Top of SUPPLIED RECORDS

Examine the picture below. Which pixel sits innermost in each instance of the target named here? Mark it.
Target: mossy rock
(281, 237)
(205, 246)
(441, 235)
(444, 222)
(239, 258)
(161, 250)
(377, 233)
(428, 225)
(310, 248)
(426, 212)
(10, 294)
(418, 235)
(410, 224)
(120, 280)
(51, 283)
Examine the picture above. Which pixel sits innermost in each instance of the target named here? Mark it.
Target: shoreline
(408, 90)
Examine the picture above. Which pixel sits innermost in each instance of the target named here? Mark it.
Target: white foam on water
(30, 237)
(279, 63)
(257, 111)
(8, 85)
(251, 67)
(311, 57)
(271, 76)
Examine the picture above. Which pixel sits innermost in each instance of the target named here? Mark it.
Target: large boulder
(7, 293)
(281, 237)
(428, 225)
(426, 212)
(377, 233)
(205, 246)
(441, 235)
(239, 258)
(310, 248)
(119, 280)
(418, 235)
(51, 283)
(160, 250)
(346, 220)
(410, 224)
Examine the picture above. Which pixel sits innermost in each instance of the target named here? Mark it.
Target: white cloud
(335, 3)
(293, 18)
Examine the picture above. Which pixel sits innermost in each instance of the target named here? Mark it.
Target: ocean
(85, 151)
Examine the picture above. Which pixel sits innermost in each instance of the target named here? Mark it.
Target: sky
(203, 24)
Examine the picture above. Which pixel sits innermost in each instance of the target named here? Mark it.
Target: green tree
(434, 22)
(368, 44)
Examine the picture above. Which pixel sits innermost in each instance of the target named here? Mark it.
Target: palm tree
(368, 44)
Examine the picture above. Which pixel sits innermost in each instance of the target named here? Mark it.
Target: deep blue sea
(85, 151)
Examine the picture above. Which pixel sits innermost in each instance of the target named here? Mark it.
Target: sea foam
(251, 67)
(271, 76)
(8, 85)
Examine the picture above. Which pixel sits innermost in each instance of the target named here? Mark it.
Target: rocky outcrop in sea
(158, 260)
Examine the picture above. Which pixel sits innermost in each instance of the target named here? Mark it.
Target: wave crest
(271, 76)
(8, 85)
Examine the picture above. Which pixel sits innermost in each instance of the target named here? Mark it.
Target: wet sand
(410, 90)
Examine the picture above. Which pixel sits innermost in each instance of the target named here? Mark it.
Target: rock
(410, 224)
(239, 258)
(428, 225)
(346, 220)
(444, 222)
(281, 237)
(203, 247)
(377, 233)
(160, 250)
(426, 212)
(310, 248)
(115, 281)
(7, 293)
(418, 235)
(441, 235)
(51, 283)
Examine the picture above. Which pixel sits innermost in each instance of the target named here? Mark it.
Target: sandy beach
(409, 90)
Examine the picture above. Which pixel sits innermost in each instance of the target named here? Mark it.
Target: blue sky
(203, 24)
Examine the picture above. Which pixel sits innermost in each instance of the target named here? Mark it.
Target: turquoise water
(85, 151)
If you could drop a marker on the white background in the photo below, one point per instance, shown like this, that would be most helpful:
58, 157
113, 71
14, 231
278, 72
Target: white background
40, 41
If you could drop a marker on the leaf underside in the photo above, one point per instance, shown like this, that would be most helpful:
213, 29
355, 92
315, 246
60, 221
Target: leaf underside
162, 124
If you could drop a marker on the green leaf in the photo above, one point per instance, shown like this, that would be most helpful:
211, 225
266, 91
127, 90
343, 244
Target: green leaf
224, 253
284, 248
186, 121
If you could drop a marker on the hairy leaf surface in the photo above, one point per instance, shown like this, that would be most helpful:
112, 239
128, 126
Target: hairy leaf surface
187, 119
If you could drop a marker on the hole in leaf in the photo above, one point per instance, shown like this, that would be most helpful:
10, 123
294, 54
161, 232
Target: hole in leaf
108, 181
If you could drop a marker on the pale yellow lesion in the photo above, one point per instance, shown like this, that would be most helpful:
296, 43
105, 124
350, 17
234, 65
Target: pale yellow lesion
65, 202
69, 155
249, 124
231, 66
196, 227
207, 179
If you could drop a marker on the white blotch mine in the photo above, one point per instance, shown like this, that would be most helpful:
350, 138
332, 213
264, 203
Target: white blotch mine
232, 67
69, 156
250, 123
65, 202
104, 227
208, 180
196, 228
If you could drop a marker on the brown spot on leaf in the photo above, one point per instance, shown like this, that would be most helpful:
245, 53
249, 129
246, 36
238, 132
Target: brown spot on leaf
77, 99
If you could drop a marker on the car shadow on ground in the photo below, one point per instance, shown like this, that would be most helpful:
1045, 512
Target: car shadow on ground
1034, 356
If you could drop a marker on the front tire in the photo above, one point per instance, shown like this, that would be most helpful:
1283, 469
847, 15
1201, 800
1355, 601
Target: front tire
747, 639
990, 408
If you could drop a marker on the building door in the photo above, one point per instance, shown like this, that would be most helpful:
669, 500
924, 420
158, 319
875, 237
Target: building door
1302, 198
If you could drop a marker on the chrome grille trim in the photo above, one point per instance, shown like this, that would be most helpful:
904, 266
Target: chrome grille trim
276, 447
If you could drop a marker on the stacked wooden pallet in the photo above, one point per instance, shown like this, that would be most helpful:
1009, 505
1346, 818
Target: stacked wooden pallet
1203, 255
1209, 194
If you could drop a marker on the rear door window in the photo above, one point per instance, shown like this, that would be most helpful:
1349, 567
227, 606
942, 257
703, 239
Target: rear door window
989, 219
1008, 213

Bottom of SUPPLIED RECORDS

> _PROBLEM TO WORK ON_:
Where the string "below" turns up in a line of the data above, copy that whole line.

> _SOLUTION_:
Examine the picture below. Which pixel sits innermost in each instance of the target named here? Mark it.
If you could drop a marker on the white background in the photo below, one point per instance, shown like this, that would be most helpful:
If you could drop a marker on the car shadow on ground in the photo below, one point per instance, shown like this, that would be most helpful:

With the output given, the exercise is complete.